### WHAT IS ASKED
Rewrite every one of the records below, replacing "one dot per instance" with "a single dot for each instance" and keeping all other text unchanged. Leave the pictures out of your answer.

☆ ☆ ☆

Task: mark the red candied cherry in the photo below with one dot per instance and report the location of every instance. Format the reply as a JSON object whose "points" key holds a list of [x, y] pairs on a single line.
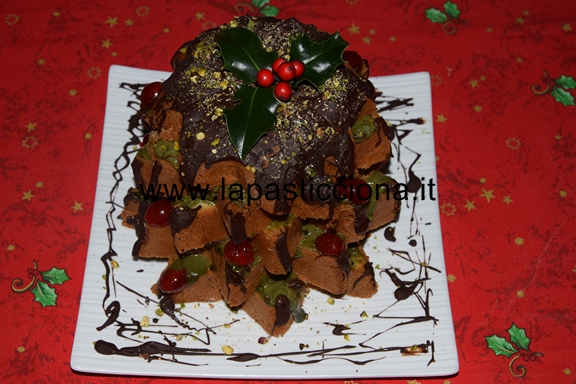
{"points": [[348, 186], [283, 91], [241, 254], [277, 63], [329, 244], [145, 140], [353, 59], [265, 78], [298, 67], [158, 213], [172, 280], [149, 94], [286, 71]]}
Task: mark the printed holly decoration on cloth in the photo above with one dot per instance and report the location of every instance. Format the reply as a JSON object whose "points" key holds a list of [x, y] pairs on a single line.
{"points": [[41, 284], [449, 18], [268, 81], [519, 348], [558, 88]]}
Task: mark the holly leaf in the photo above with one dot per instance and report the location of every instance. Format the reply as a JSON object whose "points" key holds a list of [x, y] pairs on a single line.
{"points": [[566, 82], [518, 337], [55, 276], [243, 53], [44, 294], [436, 16], [562, 96], [500, 346], [451, 10], [260, 3], [252, 118], [269, 11], [320, 57]]}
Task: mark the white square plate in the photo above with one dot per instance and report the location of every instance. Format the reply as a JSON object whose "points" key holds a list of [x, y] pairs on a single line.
{"points": [[351, 338]]}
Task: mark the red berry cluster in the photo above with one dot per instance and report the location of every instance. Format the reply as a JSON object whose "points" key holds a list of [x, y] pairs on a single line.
{"points": [[286, 71]]}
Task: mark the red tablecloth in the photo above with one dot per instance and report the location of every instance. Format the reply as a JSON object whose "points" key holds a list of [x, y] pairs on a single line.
{"points": [[503, 101]]}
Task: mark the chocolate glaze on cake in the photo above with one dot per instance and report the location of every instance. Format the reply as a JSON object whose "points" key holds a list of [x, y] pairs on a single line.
{"points": [[311, 130]]}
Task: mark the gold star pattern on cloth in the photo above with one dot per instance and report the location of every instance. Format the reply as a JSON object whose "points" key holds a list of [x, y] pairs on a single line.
{"points": [[448, 209], [488, 194], [354, 29], [112, 21], [77, 207], [28, 195]]}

☆ ☆ ☆

### EXERCISE ANSWER
Task: mark the red candied cherry in the photo below with a single dot for each instance and report the location of every instance. Format the reply as a JSON object whose "points" key holds a list of [x, y] pairs on a single line.
{"points": [[348, 186], [283, 91], [241, 254], [277, 63], [329, 244], [145, 140], [353, 59], [265, 78], [298, 67], [158, 213], [172, 280], [149, 94], [286, 71]]}
Task: mark the printed holly decoration on cloth in the photo above with a single dot for each instance and report the location of every instance. Format the reply as a JSON object whose "points" key holds a list of [x, y] pairs on a single line.
{"points": [[41, 284], [449, 18], [268, 81], [519, 348], [558, 88]]}
Task: mark the holly leaf in the photo above with a single dot for each instance and report the location of every instance. Format the reply as a JSON object whose "points" key holds a list of [x, y] pairs on a single line.
{"points": [[566, 82], [518, 337], [55, 276], [243, 53], [44, 294], [436, 16], [562, 96], [500, 346], [451, 10], [260, 3], [252, 118], [269, 11], [320, 57]]}
Task: mark the white square plate in the photo above with a single dot for each instance and report the location of every instance. Format the reply as a JSON object whose "points" key holds a list of [x, y] pairs on a single line.
{"points": [[351, 338]]}
Task: mark the red berry cluster in the photo above with a single dot for each instance and report the location of every instance. Format the reply as a JSON object whose "points" key holds a list of [x, y] pairs on a single line.
{"points": [[286, 71]]}
Task: mark the red tablecloth in the photo above with a single dot for each instance and report the location of every instance. Format the reply as a JSON object whose "points" key holds a list of [x, y] pairs on a single line.
{"points": [[503, 101]]}
Task: mark the chocolate glaze on cake in the photo above with a single dot for each instance and report the location of every instance. Format the reply as a JSON object whose "points" key holds a list of [x, y] pairs on a single line.
{"points": [[311, 130]]}
Task: mark the gold star pattern on cloth in the photo above with a single dot for each instance and report the location of every instance. Format the reply as a JSON object whose "points" key holds a list of [x, y] pairs on a single line.
{"points": [[448, 209], [488, 194], [354, 29], [112, 21], [77, 207], [28, 195]]}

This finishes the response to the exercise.